• [Reading passage]
———
LA PINE, Ore. - Wildlife managers on Thursday morning found and killed a young female cougar in La Pine, the fifth to be killed in the area since Saturday after a string of neighborhood sightings and pet and chicken killings.
Oregon Department of Fish and Wildlife officials did not provided details of where the cougar was found and killed, similar to their earlier announcement of Monday's killings of an adult female and two yearlings. A third yearling got away and had been tracked since.
ODFW spokeswoman Michelle Dennehy told NewsChannel 21 the fifth killed cougar was, as earlier indicated, a yearling, or juvenile cougar, a female estimated at 1 1/2 years old.
"At this age, they are capable of being independent," she said. "Cougars usually disperse from mother between the ages of 1 and 2."
"We have no other confirmed sightings and don't have evidence (of) more in the area," Dennehy said.
“However, this is cougar country, so (it's) still a good idea to be aware and feed pets indoors," she added.
The earlier sightings had prompted Oregon State Police and the ODFW to warn residents Tuesday to “be aware of cougars causing public safety issues in and around town.”
U.S. Department of Agriculture Wildlife Services and ODFW spent Tuesday and Wednesday tracking the remaining cougar after a sighting at the Corner Store in La Pine Tuesday morning.
Two pets (one dog and one cat) and 12 chickens have been killed by cougars in the area recently. On Saturday, another pet dog was attacked by a cougar. Deschutes County sheriff’s deputies shot and killed that cougar under a home’s deck.
———
• [Parts of the exercise]
[a] Reproduce the cougar article word for word, from start to finish.
[b] In the entries, rewrite the lines between the one holding "Target: van side mirror" and the one holding "449L240 486L252 505L270", inclusive, with "van wheel" changed to "minivan wheel" and nothing else altered. Return only those lines.

• [Input]
———
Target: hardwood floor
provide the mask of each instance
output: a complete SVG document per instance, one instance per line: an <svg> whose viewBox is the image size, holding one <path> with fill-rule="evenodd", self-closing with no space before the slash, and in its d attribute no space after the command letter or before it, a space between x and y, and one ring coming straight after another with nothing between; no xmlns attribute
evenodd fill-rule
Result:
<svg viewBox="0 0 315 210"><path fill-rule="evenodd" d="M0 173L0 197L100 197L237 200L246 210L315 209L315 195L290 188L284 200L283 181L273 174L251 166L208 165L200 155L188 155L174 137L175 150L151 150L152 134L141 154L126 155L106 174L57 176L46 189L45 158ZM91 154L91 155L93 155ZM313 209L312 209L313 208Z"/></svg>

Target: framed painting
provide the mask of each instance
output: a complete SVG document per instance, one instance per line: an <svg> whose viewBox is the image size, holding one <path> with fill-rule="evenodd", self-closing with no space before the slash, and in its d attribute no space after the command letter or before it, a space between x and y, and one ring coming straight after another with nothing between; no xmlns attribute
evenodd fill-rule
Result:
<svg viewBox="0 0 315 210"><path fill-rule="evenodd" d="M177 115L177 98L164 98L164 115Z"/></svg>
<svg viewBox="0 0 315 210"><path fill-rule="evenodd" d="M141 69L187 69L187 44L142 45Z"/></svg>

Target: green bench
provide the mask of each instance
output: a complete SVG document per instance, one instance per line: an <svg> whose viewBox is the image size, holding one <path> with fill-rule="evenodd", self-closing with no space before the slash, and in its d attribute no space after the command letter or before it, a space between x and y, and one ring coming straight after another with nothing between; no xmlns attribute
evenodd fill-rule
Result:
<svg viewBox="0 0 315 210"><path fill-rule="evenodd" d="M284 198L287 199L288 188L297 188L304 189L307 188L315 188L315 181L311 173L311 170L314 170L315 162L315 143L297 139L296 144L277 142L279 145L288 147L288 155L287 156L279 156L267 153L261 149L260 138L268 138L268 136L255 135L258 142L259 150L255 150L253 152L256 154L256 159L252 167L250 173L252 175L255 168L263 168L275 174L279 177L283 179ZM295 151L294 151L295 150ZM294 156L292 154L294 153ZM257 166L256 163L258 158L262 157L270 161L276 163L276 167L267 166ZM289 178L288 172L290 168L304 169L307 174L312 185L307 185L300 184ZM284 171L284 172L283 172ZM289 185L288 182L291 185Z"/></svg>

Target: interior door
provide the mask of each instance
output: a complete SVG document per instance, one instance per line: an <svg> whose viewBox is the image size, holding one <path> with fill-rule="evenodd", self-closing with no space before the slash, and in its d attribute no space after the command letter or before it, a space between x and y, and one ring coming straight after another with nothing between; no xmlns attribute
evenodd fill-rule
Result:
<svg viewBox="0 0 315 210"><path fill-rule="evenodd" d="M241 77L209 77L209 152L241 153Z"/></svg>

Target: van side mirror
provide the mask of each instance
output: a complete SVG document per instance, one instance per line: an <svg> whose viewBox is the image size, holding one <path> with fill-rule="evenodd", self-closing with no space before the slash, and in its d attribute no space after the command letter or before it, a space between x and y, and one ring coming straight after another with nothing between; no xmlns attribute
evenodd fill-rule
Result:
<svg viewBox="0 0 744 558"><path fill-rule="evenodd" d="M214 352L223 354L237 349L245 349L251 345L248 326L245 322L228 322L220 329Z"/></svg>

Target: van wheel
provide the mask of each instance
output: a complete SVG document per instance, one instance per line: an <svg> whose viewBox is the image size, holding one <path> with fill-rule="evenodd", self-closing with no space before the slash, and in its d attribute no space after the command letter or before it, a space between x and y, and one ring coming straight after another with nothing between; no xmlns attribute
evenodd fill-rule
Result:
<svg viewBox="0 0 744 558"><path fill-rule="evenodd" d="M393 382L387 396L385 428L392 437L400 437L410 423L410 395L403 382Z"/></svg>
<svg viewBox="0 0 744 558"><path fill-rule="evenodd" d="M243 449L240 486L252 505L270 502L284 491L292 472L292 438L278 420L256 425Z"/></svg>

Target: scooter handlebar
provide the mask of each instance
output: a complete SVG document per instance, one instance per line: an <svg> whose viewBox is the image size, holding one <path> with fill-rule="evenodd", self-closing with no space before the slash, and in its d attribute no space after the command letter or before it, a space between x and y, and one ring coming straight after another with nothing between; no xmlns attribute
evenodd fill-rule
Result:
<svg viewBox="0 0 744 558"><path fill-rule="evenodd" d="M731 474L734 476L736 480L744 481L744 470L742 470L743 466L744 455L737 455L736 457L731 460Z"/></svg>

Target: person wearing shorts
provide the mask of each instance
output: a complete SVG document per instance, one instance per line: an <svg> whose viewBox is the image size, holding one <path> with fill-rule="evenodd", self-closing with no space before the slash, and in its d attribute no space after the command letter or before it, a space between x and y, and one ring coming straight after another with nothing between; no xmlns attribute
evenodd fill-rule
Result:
———
• [Task-by-task answers]
[a]
LA PINE, Ore. - Wildlife managers on Thursday morning found and killed a young female cougar in La Pine, the fifth to be killed in the area since Saturday after a string of neighborhood sightings and pet and chicken killings.
Oregon Department of Fish and Wildlife officials did not provided details of where the cougar was found and killed, similar to their earlier announcement of Monday's killings of an adult female and two yearlings. A third yearling got away and had been tracked since.
ODFW spokeswoman Michelle Dennehy told NewsChannel 21 the fifth killed cougar was, as earlier indicated, a yearling, or juvenile cougar, a female estimated at 1 1/2 years old.
"At this age, they are capable of being independent," she said. "Cougars usually disperse from mother between the ages of 1 and 2."
"We have no other confirmed sightings and don't have evidence (of) more in the area," Dennehy said.
“However, this is cougar country, so (it's) still a good idea to be aware and feed pets indoors," she added.
The earlier sightings had prompted Oregon State Police and the ODFW to warn residents Tuesday to “be aware of cougars causing public safety issues in and around town.”
U.S. Department of Agriculture Wildlife Services and ODFW spent Tuesday and Wednesday tracking the remaining cougar after a sighting at the Corner Store in La Pine Tuesday morning.
Two pets (one dog and one cat) and 12 chickens have been killed by cougars in the area recently. On Saturday, another pet dog was attacked by a cougar. Deschutes County sheriff’s deputies shot and killed that cougar under a home’s deck.

[b]
Target: van side mirror
provide the mask of each instance
output: a complete SVG document per instance, one instance per line: an <svg> whose viewBox is the image size, holding one <path> with fill-rule="evenodd", self-closing with no space before the slash, and in its d attribute no space after the command letter or before it, a space between x and y, and one ring coming straight after another with nothing between; no xmlns attribute
evenodd fill-rule
Result:
<svg viewBox="0 0 744 558"><path fill-rule="evenodd" d="M214 352L223 354L237 349L245 349L251 345L248 326L245 322L228 322L220 329Z"/></svg>

Target: minivan wheel
provide the mask of each instance
output: a complete SVG document per instance, one instance per line: an <svg> whose viewBox is the image size, holding one <path> with fill-rule="evenodd", self-closing with no space before the slash, and in its d attribute no space after the command letter or before it, a space between x and y, and one ring coming straight after another with nothing between; no xmlns attribute
evenodd fill-rule
Result:
<svg viewBox="0 0 744 558"><path fill-rule="evenodd" d="M393 382L387 396L385 428L392 437L400 437L410 423L410 395L403 382Z"/></svg>
<svg viewBox="0 0 744 558"><path fill-rule="evenodd" d="M243 449L240 486L252 505L270 502L284 491L292 472L292 438L278 420L256 425Z"/></svg>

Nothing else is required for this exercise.